───── RECORDED INFORMATION
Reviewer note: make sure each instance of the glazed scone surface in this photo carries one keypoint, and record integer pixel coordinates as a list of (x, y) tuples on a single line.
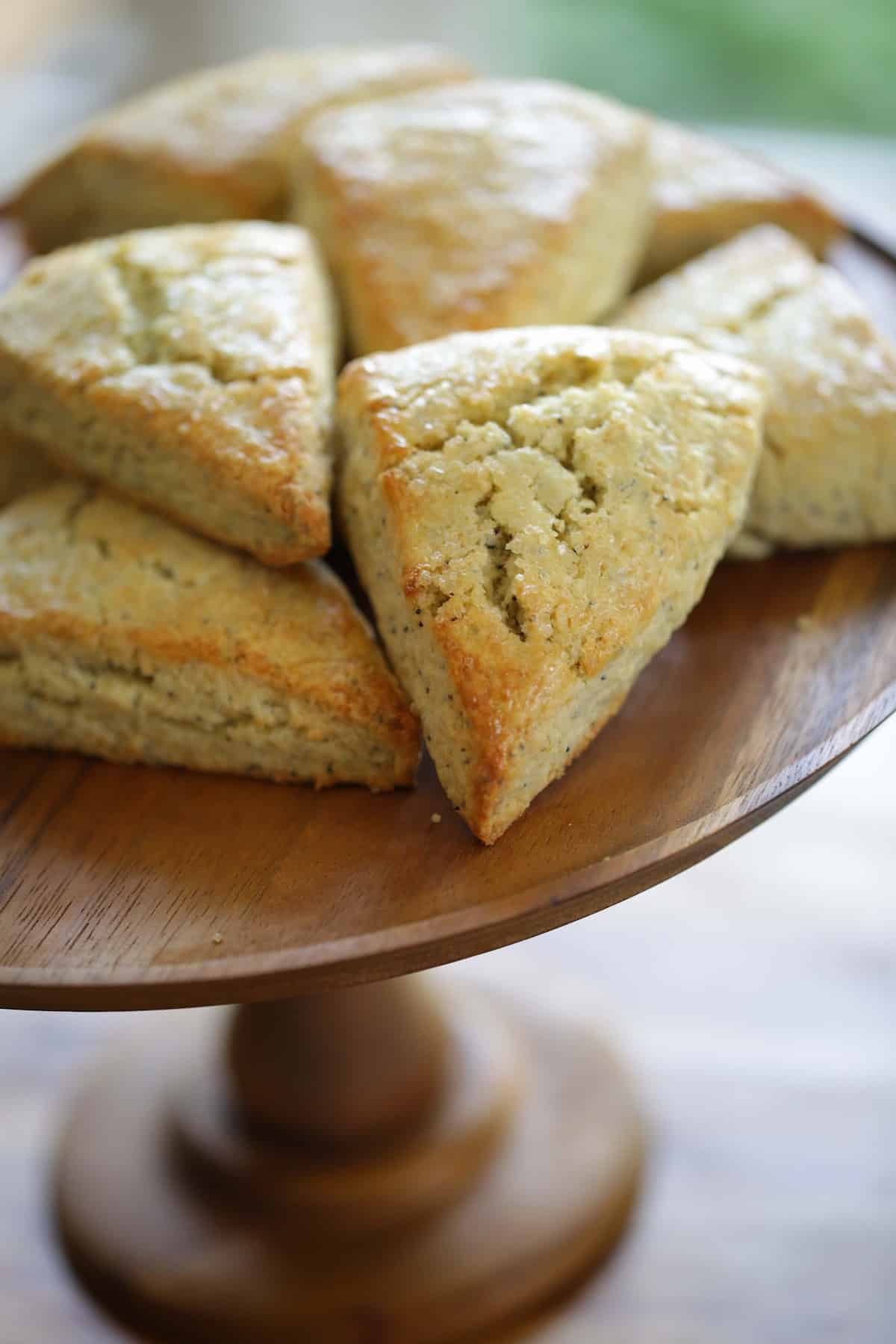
[(220, 144), (534, 512), (706, 193), (193, 369), (828, 476), (494, 203), (125, 638)]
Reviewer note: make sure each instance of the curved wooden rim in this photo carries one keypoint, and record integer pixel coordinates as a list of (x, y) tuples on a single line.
[(520, 903), (437, 941)]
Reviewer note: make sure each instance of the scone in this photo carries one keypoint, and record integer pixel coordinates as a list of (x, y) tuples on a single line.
[(23, 467), (706, 193), (220, 144), (828, 476), (534, 512), (496, 203), (125, 638), (193, 369)]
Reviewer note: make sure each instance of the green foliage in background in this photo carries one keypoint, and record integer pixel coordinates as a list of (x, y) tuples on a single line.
[(806, 62)]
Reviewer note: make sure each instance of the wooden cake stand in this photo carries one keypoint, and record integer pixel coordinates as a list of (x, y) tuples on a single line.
[(352, 1157)]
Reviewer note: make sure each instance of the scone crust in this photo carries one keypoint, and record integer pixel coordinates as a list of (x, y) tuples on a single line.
[(175, 632), (191, 369), (494, 203), (532, 514), (706, 193), (828, 476), (220, 144)]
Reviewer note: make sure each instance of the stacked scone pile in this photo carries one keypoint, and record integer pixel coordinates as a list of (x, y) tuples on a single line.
[(534, 503)]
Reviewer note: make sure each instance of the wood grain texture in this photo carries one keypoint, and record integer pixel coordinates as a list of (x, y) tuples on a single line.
[(128, 887), (220, 1263)]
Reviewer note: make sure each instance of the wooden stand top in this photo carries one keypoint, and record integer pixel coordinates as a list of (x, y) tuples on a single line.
[(125, 887)]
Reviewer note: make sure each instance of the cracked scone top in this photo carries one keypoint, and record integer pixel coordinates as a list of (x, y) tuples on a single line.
[(121, 636), (534, 512), (220, 144), (828, 476), (494, 203), (706, 193), (193, 369)]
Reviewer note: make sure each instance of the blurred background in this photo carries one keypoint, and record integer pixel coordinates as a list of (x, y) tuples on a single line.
[(808, 81), (755, 994)]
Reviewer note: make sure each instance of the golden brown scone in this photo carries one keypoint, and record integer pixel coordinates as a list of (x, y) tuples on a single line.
[(220, 144), (828, 476), (121, 636), (706, 193), (496, 203), (193, 369), (23, 467), (534, 512)]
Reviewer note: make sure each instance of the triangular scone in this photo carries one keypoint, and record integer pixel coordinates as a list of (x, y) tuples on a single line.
[(496, 203), (23, 467), (220, 144), (534, 512), (121, 636), (704, 193), (828, 476), (193, 369)]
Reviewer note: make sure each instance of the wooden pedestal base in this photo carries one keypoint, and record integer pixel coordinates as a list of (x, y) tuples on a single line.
[(435, 1166)]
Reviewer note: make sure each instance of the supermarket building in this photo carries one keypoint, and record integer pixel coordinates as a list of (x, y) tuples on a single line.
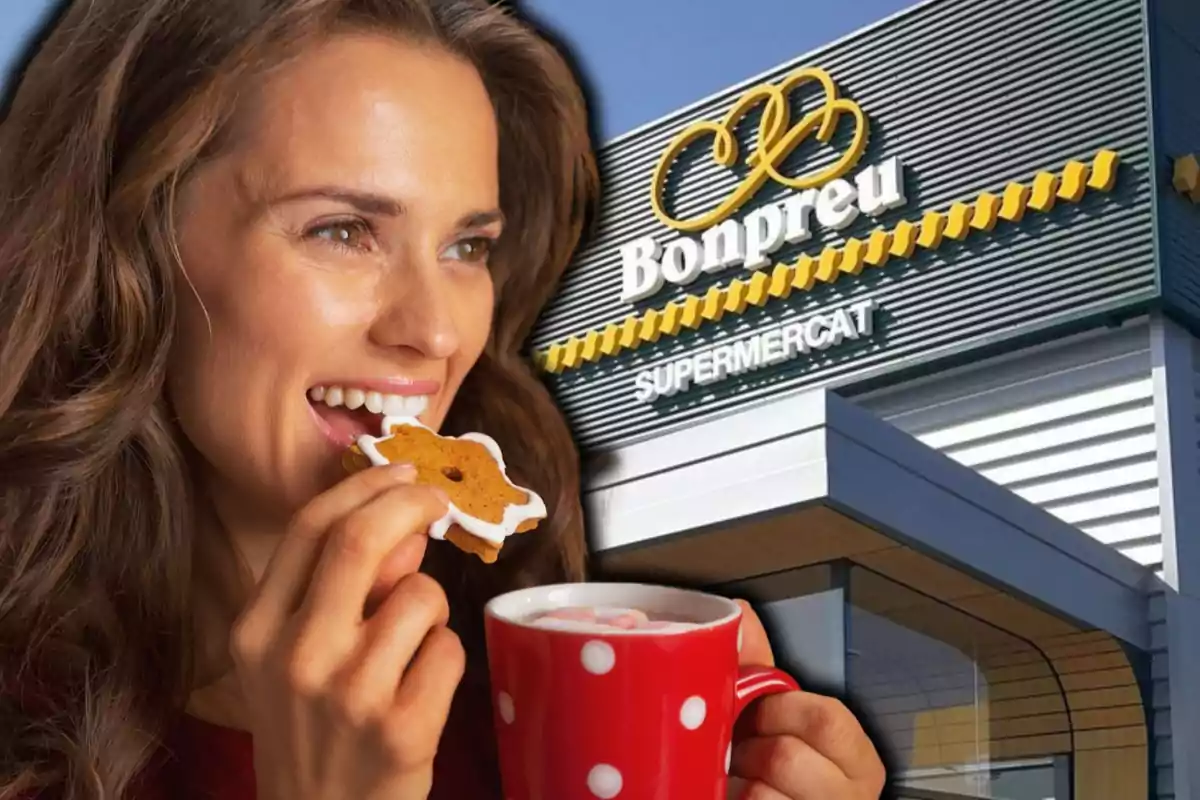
[(901, 340)]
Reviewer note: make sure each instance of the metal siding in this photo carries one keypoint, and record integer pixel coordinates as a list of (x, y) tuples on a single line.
[(1176, 73), (1069, 427), (958, 90)]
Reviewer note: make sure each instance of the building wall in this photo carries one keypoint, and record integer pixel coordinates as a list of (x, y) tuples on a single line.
[(1161, 701), (1195, 383), (1068, 426), (970, 96), (1175, 37)]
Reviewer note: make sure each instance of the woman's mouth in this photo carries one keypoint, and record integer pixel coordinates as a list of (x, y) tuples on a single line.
[(346, 413)]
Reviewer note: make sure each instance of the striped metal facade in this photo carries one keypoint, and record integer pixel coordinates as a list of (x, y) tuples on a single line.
[(960, 91), (1067, 426), (1175, 37)]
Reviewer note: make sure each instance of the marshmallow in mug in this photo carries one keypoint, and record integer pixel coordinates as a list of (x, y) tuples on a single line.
[(601, 619)]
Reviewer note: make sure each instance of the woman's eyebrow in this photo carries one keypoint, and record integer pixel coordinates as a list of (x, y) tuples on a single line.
[(365, 202), (481, 218), (378, 204)]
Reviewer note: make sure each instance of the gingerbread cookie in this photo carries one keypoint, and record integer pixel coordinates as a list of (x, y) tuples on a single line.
[(485, 506)]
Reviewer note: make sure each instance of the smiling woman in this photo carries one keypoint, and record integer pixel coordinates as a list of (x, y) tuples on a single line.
[(237, 233)]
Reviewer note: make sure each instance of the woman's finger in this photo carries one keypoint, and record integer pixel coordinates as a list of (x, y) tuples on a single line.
[(825, 725), (423, 702), (281, 589), (790, 767), (755, 647), (393, 636), (743, 789), (357, 547)]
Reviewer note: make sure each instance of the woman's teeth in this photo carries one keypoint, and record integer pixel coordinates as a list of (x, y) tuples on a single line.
[(375, 402)]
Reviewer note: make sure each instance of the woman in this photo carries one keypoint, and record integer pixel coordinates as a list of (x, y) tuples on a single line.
[(233, 232)]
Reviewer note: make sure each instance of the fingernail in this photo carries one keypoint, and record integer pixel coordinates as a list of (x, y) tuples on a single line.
[(402, 471)]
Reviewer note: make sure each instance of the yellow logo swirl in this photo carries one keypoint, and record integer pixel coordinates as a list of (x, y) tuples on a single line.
[(777, 140)]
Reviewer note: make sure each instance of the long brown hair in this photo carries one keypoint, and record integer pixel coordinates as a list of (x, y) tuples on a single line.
[(120, 101)]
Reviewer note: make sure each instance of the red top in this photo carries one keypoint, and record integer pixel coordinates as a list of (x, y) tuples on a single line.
[(201, 761)]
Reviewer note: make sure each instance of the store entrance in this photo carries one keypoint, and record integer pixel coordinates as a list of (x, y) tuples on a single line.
[(971, 691)]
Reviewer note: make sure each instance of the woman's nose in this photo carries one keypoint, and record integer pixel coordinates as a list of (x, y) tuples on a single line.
[(418, 312)]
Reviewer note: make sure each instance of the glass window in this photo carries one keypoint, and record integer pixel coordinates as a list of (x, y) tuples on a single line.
[(963, 709)]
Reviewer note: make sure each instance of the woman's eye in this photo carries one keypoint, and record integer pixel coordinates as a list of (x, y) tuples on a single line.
[(351, 234), (473, 250)]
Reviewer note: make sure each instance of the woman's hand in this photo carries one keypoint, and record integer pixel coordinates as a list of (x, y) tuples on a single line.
[(799, 746), (343, 705)]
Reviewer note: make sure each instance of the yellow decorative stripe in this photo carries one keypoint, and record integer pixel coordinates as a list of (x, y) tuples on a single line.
[(960, 221), (1187, 176)]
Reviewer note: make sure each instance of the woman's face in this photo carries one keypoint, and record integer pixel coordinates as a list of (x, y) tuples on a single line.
[(339, 252)]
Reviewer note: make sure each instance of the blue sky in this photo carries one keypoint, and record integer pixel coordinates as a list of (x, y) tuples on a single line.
[(647, 58), (642, 58)]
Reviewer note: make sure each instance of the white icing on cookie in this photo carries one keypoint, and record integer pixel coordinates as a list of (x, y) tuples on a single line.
[(493, 533)]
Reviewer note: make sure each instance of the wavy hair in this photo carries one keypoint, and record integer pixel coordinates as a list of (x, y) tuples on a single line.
[(119, 102)]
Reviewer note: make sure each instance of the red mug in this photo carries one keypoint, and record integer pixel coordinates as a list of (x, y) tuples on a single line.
[(625, 714)]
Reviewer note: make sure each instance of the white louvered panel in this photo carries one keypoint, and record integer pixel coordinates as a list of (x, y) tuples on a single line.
[(1068, 426)]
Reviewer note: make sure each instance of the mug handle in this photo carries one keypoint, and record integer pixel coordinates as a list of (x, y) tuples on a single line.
[(757, 681)]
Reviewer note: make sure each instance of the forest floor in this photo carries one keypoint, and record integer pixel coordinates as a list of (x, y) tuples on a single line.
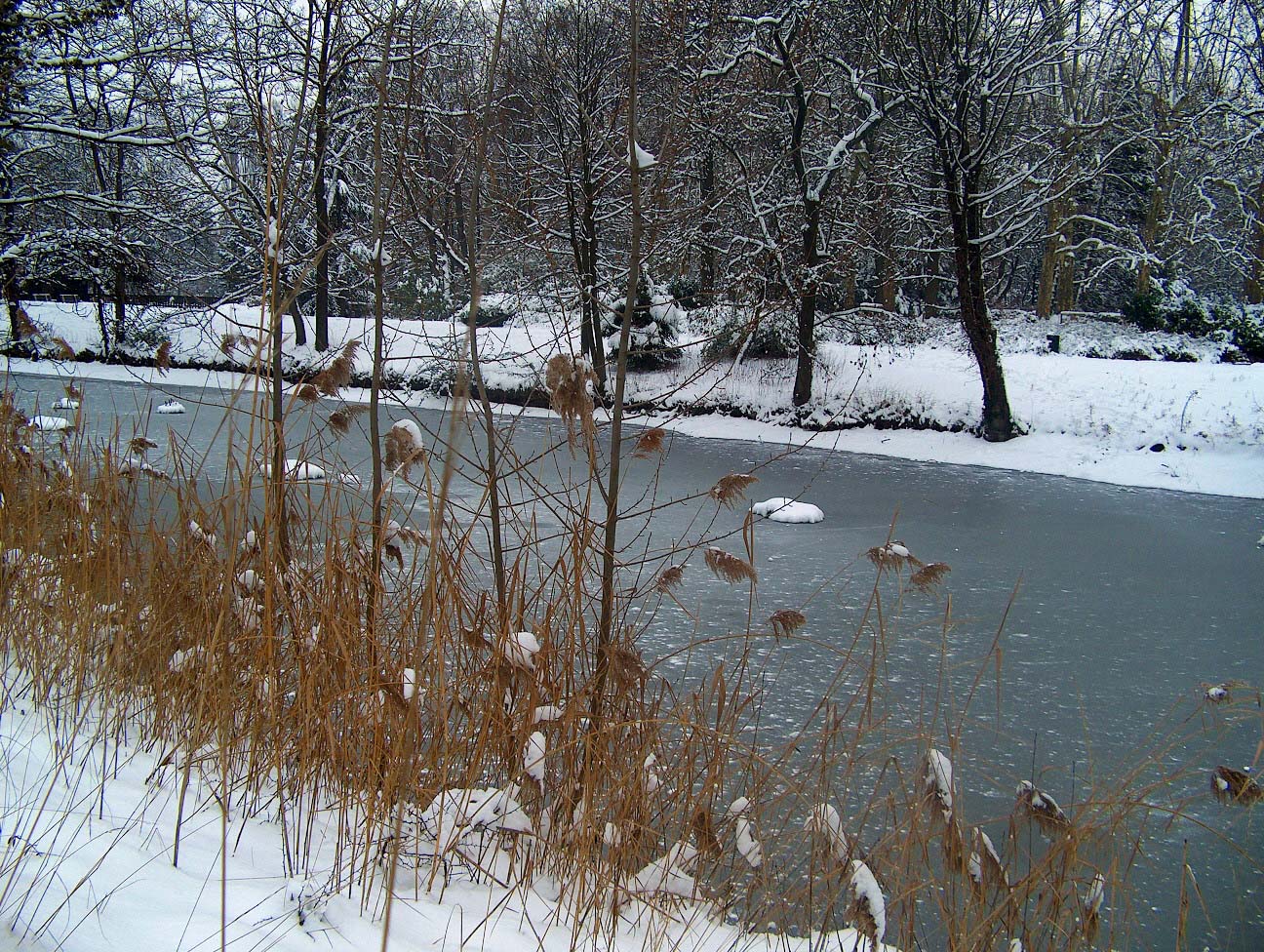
[(1117, 405)]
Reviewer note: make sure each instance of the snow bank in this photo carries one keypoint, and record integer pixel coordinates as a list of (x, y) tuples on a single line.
[(782, 509), (1187, 426)]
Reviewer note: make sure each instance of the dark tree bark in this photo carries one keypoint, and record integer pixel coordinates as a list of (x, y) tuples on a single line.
[(966, 214), (807, 342), (320, 184), (707, 246)]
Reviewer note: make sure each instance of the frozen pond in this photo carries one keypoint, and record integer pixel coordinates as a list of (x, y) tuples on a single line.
[(1126, 601)]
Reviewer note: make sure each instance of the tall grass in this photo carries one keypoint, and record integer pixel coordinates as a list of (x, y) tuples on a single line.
[(448, 733)]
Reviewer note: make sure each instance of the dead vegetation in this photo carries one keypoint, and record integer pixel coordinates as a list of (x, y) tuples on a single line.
[(274, 680)]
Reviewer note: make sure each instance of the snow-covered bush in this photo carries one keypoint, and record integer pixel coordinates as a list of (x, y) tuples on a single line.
[(732, 330), (656, 324), (1175, 307)]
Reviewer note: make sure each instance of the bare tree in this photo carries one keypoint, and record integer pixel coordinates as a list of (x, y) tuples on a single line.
[(970, 72)]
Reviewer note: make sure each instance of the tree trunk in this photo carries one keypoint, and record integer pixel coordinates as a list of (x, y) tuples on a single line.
[(1254, 289), (966, 215), (807, 350), (324, 233), (320, 184), (705, 244), (120, 267)]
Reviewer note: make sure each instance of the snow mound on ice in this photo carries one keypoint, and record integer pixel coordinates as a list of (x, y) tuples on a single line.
[(781, 509), (50, 423)]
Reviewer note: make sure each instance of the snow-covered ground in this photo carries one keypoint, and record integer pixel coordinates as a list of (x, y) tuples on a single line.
[(86, 866), (1195, 426)]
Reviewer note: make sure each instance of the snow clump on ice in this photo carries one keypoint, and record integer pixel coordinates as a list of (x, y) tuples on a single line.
[(782, 509)]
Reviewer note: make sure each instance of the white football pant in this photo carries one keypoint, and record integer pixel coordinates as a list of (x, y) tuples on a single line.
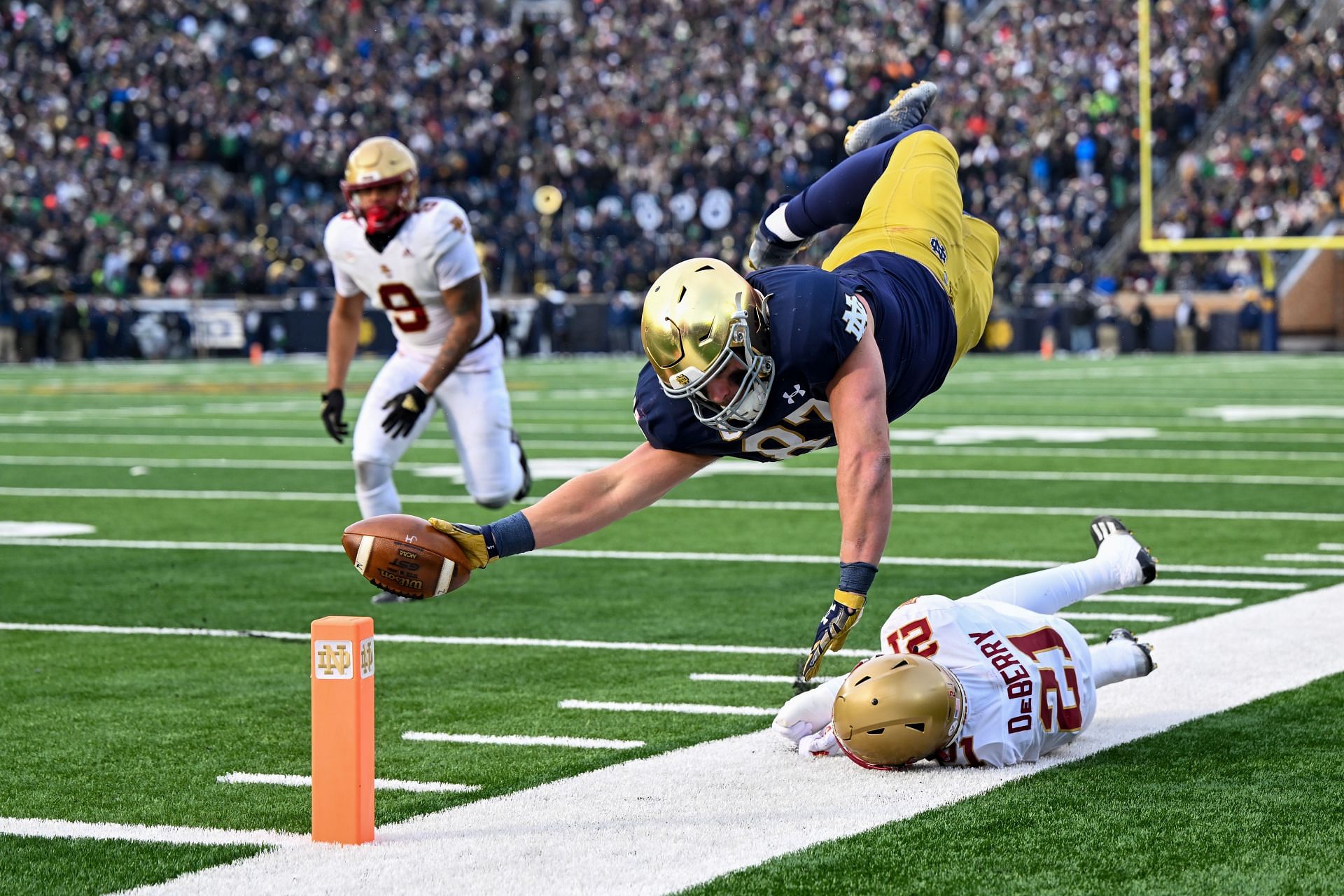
[(475, 406)]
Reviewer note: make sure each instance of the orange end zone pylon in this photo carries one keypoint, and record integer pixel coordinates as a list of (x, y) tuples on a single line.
[(343, 729)]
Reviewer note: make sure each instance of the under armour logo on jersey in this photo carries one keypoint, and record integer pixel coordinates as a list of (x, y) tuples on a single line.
[(939, 248), (857, 317)]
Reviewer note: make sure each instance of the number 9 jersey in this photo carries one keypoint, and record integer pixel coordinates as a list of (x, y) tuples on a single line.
[(432, 251)]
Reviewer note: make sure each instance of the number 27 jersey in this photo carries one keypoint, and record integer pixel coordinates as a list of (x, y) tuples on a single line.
[(1027, 676), (432, 251)]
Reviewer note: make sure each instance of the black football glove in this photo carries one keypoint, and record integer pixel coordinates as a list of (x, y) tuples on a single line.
[(334, 407), (405, 410)]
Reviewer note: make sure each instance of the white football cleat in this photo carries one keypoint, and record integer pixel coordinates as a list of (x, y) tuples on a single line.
[(905, 112), (1113, 540)]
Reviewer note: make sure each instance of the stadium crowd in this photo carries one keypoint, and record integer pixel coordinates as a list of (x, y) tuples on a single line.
[(194, 147)]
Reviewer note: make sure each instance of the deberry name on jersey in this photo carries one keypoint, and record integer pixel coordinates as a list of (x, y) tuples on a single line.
[(812, 323), (432, 251)]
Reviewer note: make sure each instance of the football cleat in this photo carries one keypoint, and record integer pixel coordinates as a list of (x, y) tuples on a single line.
[(527, 470), (905, 112), (1110, 528), (1126, 634), (387, 597)]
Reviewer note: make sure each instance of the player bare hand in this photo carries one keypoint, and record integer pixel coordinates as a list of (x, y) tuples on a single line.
[(406, 409), (334, 407), (470, 539), (835, 628)]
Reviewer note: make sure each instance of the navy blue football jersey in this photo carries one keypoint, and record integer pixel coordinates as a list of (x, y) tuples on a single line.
[(815, 323)]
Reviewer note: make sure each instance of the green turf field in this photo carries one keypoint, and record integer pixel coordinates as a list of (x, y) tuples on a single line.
[(217, 503)]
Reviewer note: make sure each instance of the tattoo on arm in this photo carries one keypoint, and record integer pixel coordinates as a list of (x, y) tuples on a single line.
[(464, 304)]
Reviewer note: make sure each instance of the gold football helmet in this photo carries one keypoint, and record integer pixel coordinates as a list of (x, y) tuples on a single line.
[(898, 708), (699, 317), (379, 162)]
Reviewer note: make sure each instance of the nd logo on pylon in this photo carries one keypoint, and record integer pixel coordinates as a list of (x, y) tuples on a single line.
[(334, 660)]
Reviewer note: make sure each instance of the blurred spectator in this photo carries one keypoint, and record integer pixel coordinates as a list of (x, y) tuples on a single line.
[(71, 328), (1142, 323), (1187, 324)]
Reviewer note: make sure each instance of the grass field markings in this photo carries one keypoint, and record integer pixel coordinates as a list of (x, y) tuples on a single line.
[(379, 783), (457, 641), (523, 741), (1163, 598), (62, 830), (1250, 584), (781, 680), (696, 504), (683, 708), (571, 466), (447, 445), (1117, 617), (687, 816), (958, 564), (1307, 558)]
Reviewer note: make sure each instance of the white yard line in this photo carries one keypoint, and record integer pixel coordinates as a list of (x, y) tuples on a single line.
[(1119, 617), (773, 680), (456, 641), (682, 708), (523, 741), (58, 828), (379, 783), (1307, 558), (675, 820), (1163, 598), (958, 564), (715, 470)]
──────────
Output the rows from the line with "Reviewer note: make sure each instance of the woman's finger" up to and including the line with "789), (357, 547)]" as a numbered list, omitting any blank lines.

## ANSWER TO THIS PROBLEM
1. Reviewer note: make sure each instance of the woman's finger in this photo carries one keypoint, and record integer pixel coordinates as a list of (x, y) tuples on a single line.
2. [(825, 725), (423, 702), (281, 589), (790, 767), (755, 647), (393, 636), (743, 789), (357, 547)]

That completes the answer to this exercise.